## GIVEN TASK
Please copy out the following lines word for word, omitting the pictures.
-- Begin ENTRIES SHOWN --
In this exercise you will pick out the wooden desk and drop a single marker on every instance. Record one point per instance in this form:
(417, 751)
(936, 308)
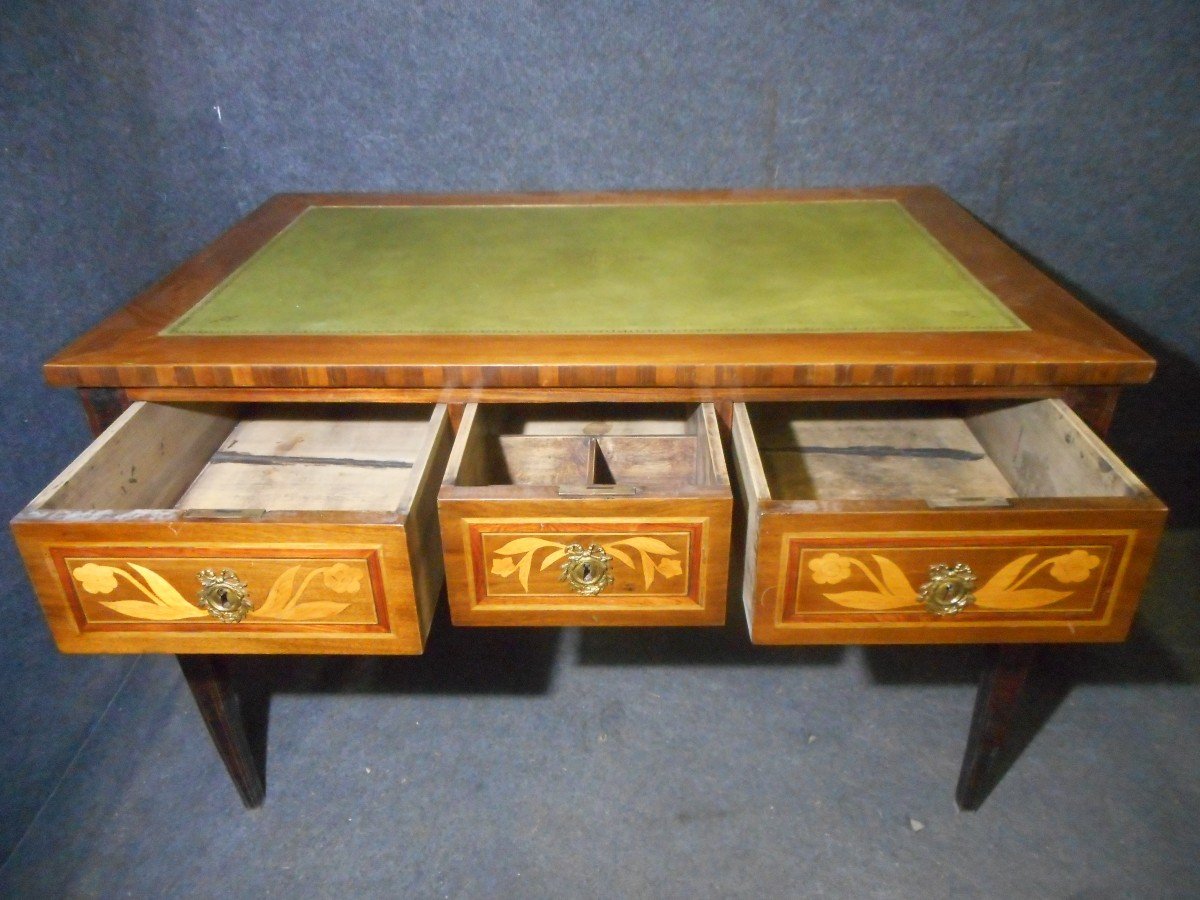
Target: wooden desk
(580, 411)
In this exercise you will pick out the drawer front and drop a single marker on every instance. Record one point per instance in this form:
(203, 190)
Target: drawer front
(586, 570)
(183, 588)
(928, 586)
(201, 529)
(358, 589)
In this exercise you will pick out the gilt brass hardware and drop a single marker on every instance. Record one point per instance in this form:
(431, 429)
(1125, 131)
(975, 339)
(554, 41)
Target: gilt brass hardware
(225, 595)
(948, 589)
(587, 570)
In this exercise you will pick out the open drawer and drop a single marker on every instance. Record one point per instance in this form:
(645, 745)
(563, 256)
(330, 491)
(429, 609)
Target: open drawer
(898, 522)
(587, 515)
(221, 529)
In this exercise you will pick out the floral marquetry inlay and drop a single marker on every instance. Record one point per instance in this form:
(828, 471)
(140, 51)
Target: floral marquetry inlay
(883, 582)
(640, 563)
(295, 591)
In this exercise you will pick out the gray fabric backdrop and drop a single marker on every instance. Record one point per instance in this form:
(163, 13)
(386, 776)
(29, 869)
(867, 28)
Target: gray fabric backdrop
(135, 132)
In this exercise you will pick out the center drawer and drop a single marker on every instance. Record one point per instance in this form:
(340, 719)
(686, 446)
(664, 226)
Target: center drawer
(899, 522)
(587, 515)
(208, 528)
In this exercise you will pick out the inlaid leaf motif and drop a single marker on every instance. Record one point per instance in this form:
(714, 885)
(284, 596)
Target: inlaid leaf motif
(649, 545)
(162, 589)
(894, 579)
(280, 593)
(517, 556)
(1003, 591)
(523, 545)
(1005, 579)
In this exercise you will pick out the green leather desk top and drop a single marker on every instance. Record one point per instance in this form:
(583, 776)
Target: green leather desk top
(739, 268)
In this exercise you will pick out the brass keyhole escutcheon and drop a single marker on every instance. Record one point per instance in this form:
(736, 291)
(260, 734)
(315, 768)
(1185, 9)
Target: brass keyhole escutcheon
(587, 569)
(225, 597)
(948, 589)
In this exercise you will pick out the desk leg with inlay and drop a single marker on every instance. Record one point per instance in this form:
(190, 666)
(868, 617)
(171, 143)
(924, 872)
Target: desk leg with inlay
(208, 676)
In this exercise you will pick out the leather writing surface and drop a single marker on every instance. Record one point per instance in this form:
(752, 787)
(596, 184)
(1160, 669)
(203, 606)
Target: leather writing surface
(725, 268)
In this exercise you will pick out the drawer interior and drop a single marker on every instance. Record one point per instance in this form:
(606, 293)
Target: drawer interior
(264, 459)
(589, 445)
(940, 453)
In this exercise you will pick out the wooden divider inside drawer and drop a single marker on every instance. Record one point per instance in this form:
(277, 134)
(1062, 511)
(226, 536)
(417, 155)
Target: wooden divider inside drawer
(273, 529)
(587, 515)
(905, 523)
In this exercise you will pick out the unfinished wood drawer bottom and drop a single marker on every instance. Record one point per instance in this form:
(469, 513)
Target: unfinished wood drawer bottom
(587, 515)
(215, 529)
(983, 523)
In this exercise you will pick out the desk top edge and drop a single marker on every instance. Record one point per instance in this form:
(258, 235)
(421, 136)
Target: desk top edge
(1066, 342)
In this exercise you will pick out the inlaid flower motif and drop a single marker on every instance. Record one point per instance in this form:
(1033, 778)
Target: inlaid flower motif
(1074, 567)
(829, 569)
(96, 579)
(342, 579)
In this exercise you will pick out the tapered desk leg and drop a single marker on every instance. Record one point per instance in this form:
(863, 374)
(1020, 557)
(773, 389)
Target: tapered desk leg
(996, 706)
(208, 676)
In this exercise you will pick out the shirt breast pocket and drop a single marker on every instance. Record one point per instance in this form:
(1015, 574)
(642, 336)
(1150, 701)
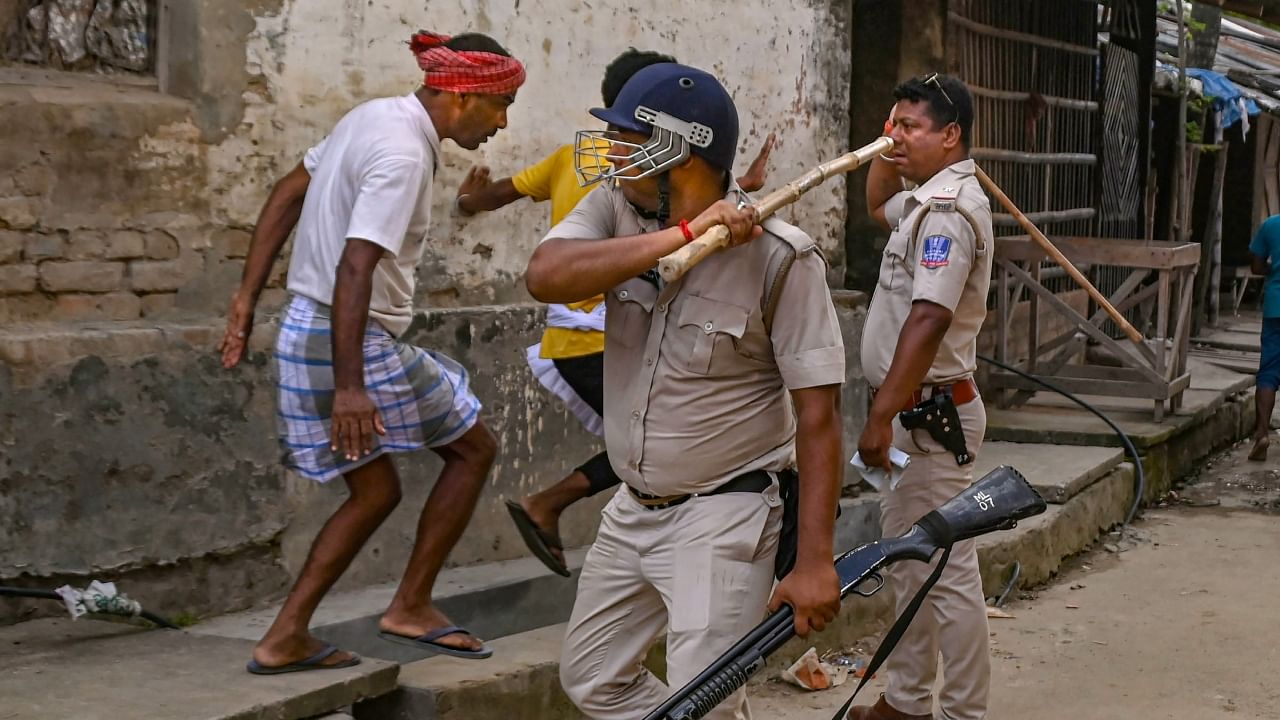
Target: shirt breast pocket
(716, 328)
(627, 319)
(894, 263)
-- End ENTRIES SHOWN --
## ANSWER FOR THE TASK
In this exercise you will pick out the wooden desk and drop a single marker on every instance. Record one point per instance in this form:
(417, 751)
(936, 308)
Target: wooden desk
(580, 411)
In this exercise you will pick out the drawer front and drop a single marker on every instance. Record one point per instance in this form:
(203, 190)
Target: drawer front
(586, 570)
(183, 588)
(928, 586)
(201, 529)
(358, 589)
In this exercise you will pick out the gilt brass hardware and drop a single marker on every instance. Record one point per instance in this form:
(431, 429)
(1125, 131)
(975, 339)
(554, 41)
Target: gilt brass hardware
(225, 595)
(948, 589)
(587, 570)
In this exercise you will pick out the open drawer and drop a single marker on every instance. Record one point per instance in this form:
(645, 745)
(563, 256)
(330, 491)
(429, 609)
Target: open drawer
(898, 522)
(587, 515)
(221, 529)
In this exercise you will pick out the floral marquetry inlay and drop a single marker on every instance. Record one point per instance in this form:
(828, 471)
(140, 51)
Target: floral marquetry inlay
(883, 582)
(640, 563)
(295, 591)
In this exercise you will pick out the gray fabric backdrop and drop a single marker on every instance. Record one point per instance in this form:
(163, 13)
(386, 776)
(29, 869)
(867, 28)
Target: gray fabric backdrop
(135, 132)
In this exercise you will pick out the center drawer and drop a single marker on every instance. Record one point per instance in this form:
(340, 719)
(686, 446)
(664, 226)
Target: center drawer
(899, 522)
(587, 515)
(208, 528)
In this exercise you will pick out the inlaid leaf motif and drop a single marker on every instance. Record one point per instance in this form:
(714, 885)
(284, 596)
Target: inlaid leaf motif
(649, 545)
(162, 589)
(894, 579)
(280, 593)
(517, 556)
(1003, 591)
(523, 545)
(1005, 579)
In this exercise you will pick out the green leather desk top and drop a single marker on every instance. Record one point per instance in this form:
(583, 776)
Target: green leather desk top
(739, 268)
In this exercise you will pick out the brass keyhole escutcheon and drop a single marker on every instance. Record one point per instance in this form:
(736, 291)
(260, 734)
(315, 768)
(1185, 9)
Target: brass keyhole escutcheon
(587, 569)
(225, 597)
(948, 589)
In this exercise you will pick out the desk leg with inlay and drop a single marker on every instance. Record one point per instance in this form:
(190, 666)
(868, 617)
(171, 143)
(924, 872)
Target: desk leg with inlay
(208, 676)
In this exercise you will pick out the leather writing surface and drop a single marker on every instance. Record one point per instance in this form:
(752, 787)
(596, 184)
(1160, 669)
(203, 606)
Target: leather writing surface
(725, 268)
In this exercise you will pick out the drawer interior and drop a single marker on every instance. Record one point per instance in this form:
(606, 293)
Target: drawer interior
(264, 459)
(589, 445)
(940, 453)
In this exercise you will pick out the wooden divider inside drawer and drop a single marker on every instance. Record one point per instance in this form:
(277, 134)
(1062, 511)
(226, 536)
(417, 155)
Target: wooden divider inside drawer
(273, 529)
(587, 515)
(905, 523)
In this exercise you will pick out the unfinished wood drawer bottom and drop a single marker on every instance. Record one point per instance in this form:
(469, 513)
Target: unfinished wood drawer bottom
(587, 515)
(215, 529)
(983, 523)
In this exercise you will pick out the desk top edge and drop a single marker on every instance. Record one point per instance in this form:
(258, 235)
(421, 136)
Target: desk top edge
(1066, 342)
In this exercise you will pick out the inlaid flower motif and drop a single marker on every instance. Record one point per instance in this form:
(1033, 778)
Target: inlaid flower motif
(1074, 567)
(829, 569)
(96, 579)
(342, 579)
In this exercise you will pick out the tapered desk leg and drop a single marker on every instance. Record one point per instance in this form:
(863, 374)
(1020, 557)
(773, 389)
Target: tapered desk leg
(996, 706)
(208, 676)
In this exercise you will pick out the shirt breast pocket and drop a single marker on every instance. Record one point per instance in this form:
(1015, 574)
(642, 336)
(1150, 701)
Target: shirt breast pocket
(716, 328)
(627, 319)
(894, 263)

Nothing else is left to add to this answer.